--- Data to examine Enclosed Below ---

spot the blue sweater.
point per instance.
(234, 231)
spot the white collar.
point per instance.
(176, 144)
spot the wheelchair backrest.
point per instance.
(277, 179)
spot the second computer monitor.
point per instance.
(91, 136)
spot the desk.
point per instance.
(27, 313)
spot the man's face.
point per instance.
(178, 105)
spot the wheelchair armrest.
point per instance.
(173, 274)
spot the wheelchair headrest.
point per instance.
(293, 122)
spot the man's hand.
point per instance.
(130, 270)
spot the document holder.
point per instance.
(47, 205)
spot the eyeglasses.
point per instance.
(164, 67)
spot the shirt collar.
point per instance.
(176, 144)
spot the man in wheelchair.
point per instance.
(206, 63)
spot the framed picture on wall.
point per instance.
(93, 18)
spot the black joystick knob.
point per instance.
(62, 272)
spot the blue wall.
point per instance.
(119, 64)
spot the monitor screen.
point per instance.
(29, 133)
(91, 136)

--- End of Enclosed Data to examine ---

Your answer should be exactly the lines of the data above, from the first through the line containing "spot the wheelchair headrest.".

• Task solution
spot the blue sweater.
point per instance.
(234, 231)
spot the white collar.
point per instance.
(176, 144)
spot the wheelchair backrest.
point per instance.
(277, 179)
spot the second computer monitor.
point per instance.
(91, 136)
spot the desk.
point per instance.
(27, 313)
spot the man's face.
point per instance.
(178, 105)
spot the wheelchair armrest.
point per instance.
(173, 274)
spot the wheelchair headrest.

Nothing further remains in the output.